### What is required
Please copy every record exactly as it is written.

── Provided material

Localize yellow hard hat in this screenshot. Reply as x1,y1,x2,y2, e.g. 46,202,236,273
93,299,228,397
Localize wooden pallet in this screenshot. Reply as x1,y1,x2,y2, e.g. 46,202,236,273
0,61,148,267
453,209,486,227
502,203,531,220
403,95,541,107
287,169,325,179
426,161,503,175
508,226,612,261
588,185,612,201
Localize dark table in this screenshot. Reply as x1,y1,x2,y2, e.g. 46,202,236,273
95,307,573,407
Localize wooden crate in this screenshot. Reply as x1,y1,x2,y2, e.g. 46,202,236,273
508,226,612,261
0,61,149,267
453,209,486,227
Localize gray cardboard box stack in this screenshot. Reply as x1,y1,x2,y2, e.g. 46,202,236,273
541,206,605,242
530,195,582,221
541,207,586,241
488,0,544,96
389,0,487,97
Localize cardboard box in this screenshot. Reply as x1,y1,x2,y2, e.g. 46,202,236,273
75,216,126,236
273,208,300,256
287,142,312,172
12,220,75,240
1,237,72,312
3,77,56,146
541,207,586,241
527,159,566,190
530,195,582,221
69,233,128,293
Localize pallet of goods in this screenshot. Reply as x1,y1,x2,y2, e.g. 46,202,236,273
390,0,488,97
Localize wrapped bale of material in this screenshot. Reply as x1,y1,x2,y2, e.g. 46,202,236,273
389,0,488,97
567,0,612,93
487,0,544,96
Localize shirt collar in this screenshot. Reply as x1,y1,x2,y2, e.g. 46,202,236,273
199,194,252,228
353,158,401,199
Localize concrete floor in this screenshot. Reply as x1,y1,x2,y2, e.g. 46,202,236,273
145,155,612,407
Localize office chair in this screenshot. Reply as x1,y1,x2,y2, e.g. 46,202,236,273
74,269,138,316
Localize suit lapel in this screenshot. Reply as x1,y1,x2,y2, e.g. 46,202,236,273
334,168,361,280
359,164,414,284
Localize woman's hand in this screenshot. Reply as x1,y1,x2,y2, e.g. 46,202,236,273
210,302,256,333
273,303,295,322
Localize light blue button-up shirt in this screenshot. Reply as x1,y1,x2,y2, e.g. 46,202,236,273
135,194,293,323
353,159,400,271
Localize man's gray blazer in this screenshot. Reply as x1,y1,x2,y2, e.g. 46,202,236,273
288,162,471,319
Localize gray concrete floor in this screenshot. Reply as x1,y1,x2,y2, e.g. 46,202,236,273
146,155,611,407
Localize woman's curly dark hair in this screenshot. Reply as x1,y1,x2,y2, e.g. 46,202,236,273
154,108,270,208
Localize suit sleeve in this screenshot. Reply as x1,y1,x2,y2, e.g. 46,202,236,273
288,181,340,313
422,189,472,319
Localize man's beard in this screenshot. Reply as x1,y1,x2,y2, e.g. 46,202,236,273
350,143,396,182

────

### Task response
Localize yellow hard hat in this screenshot. Reply as x1,y1,x2,y2, e.g. 46,202,236,273
93,299,228,397
Localize wooden pallet in this screenshot. Reply as x1,y1,x2,y2, e.g. 46,202,236,273
0,61,148,267
453,209,486,227
502,203,531,220
403,95,541,107
287,169,325,179
426,161,503,175
508,226,612,261
588,185,612,201
Localize dark table in this screenshot. Reply as x1,y1,x2,y2, e.g. 46,202,236,273
95,307,573,407
Localize wooden crate in this screenshot. Reply as x1,y1,x2,y2, e.g. 46,202,236,273
508,226,612,261
0,61,149,267
453,209,486,227
Localize gray cardboard box stack in this screenshot. Reply as x1,y1,x2,y2, e.g. 46,202,236,273
541,206,605,242
530,195,582,221
541,207,586,241
488,0,544,96
389,0,487,97
Localize cardboard box in this screenshot. Reply as x1,y1,x2,y2, e.g. 46,202,236,273
75,216,126,236
273,208,300,256
287,142,312,172
12,220,75,240
1,237,72,312
3,77,56,146
541,207,586,241
527,159,566,190
530,195,582,221
69,233,128,293
Localize pallet of goods in this screenshot. Reply as x1,y1,x2,y2, e.g. 46,202,236,273
390,0,488,97
Localize wrapped bale of material in this screenshot. Reply as x1,y1,x2,y2, e.g. 46,202,236,273
389,0,488,97
567,0,612,93
487,0,544,96
Localize shirt collar in this screenshot. Reply as x1,y1,x2,y2, e.g. 46,202,236,273
199,194,252,228
353,158,401,199
Localize concrete floor in this screenshot. Reply as x1,y1,x2,y2, e.g. 46,202,236,273
145,155,612,407
Localize office chair in this screenshot. Reply as x1,y1,x2,y2, e.g. 46,202,236,273
74,269,138,316
Localize suit lapel in this screenshot. Reply as x1,y1,x2,y2, e.g. 46,202,236,273
334,168,361,280
359,164,414,284
Localize woman's hand in this screenshot. Reply as x1,y1,x2,y2, e.g. 46,202,236,273
210,302,256,333
273,303,295,322
Localize light blue button-up shirt in this screenshot. Reply as x1,y1,x2,y2, e.g. 46,202,236,273
135,194,293,323
353,159,400,271
Localize man's gray blazer in this screenshot. Reply as x1,y1,x2,y2, e.g. 46,202,236,273
288,162,471,319
Localize gray concrete floor in this screenshot. Reply as x1,y1,x2,y2, e.g. 46,202,236,273
146,155,611,407
Localize woman's curly dark hair in this screenshot. Reply as x1,y1,x2,y2, e.g. 46,202,236,273
154,108,270,208
Localize suit sleeve in this screenshot. Reply as x1,y1,x2,y2, e.g. 46,202,236,273
288,181,340,313
422,189,472,319
Localize man's beard in this screenshot. Reply as x1,y1,x2,y2, e.g. 46,202,236,273
350,143,396,182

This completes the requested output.